### Passage given
** start **

# Air pollution



## RycckG (Jul 5, 2012)

Hello. We are researching places in Mexico to retire. So far, the short list is Puebla, Moriela, Merida or several other 250k population centers with colonial homes in a historic center. I am looking to find housing options similar to historic center homes of Merida, without the stifiling heat. I have begun to understand that several of the areas that match my ideal, are surrounding Mexico City which concerns me due to the air pollution. Is the air pollution issue over done? Do the cities of Puebla and Moriela also plagued by pollution concerns?

Thanks in Advance


----------



## Isla Verde (Oct 19, 2011)

RycckG said:


> Hello. We are researching places in Mexico to retire. So far, the short list is Puebla, Moriela, Merida or several other 250k population centers with colonial homes in a historic center. I am looking to find housing options similar to historic center homes of Merida, without the stifiling heat. I have begun to understand that several of the areas that match my ideal, are surrounding Mexico City which concerns me due to the air pollution. Is the air pollution issue over done? Do the cities of Puebla and Moriela also plagued by pollution concerns?
> 
> Thanks in Advance


Mexico City lies in a valley, which is one reason for its pollution problems, though I must say that things have improved a great deal in recent years. In any event, pollution in Mexico City has nothing to do with conditions in Puebla (68 miles away) or Morelia (135 miles away, as the crow flies).


----------



## RycckG (Jul 5, 2012)

Thanks for the info... Are Puebla and Morelia outside of that valley, thus clear of the inversion problem?


----------



## TundraGreen (Jul 15, 2010)

RycckG said:


> Thanks for the info... Are Puebla and Morelia outside of that valley, thus clear of the inversion problem?


Puebla is east of the mountains that form the eastern side of the valley containing Mexico City. So it is on the other side of the mountains from Mexico City. There are several mountain ranges between Mexico City and Morelia. Look at Google Maps and turn on the terrain switch and you can see the situation quite clearly.


----------

** end **

### Data supplied
** start **

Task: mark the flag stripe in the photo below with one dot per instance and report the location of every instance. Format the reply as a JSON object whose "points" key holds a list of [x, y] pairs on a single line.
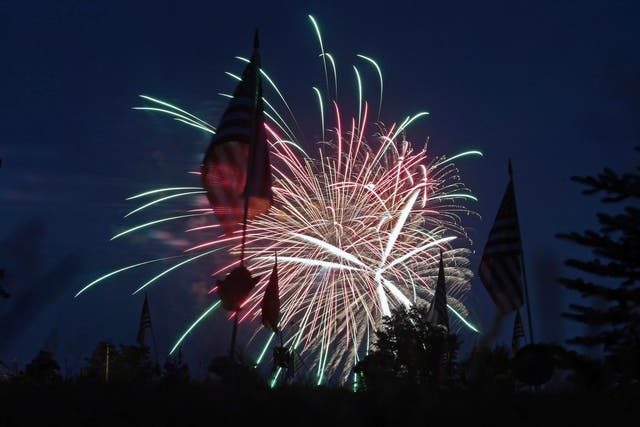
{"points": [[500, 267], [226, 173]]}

** end **
** start **

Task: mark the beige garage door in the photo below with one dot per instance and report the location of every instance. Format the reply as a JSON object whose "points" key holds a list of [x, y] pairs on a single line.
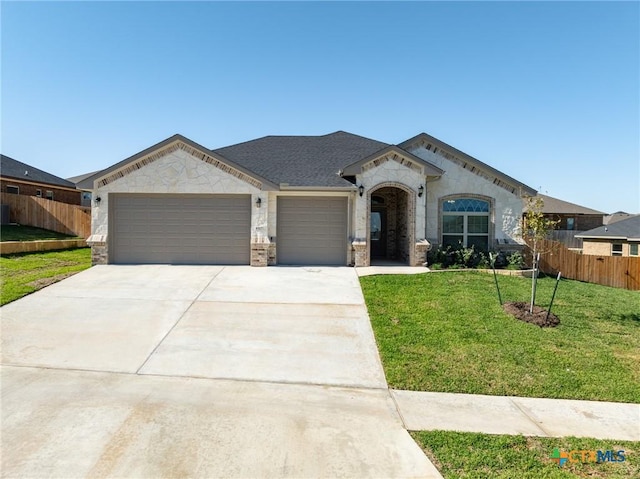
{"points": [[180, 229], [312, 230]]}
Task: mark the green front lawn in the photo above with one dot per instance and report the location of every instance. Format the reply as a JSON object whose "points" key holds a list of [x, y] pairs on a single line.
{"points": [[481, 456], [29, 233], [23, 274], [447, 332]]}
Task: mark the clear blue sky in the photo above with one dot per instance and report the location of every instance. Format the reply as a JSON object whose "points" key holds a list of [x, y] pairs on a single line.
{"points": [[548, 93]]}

** end **

### Goal
Please set down, word for word, the part of the air pollution thread that opens with the words containing "Puebla is east" and closes with "situation quite clearly.".

### The reply
Puebla is east of the mountains that form the eastern side of the valley containing Mexico City. So it is on the other side of the mountains from Mexico City. There are several mountain ranges between Mexico City and Morelia. Look at Google Maps and turn on the terrain switch and you can see the situation quite clearly.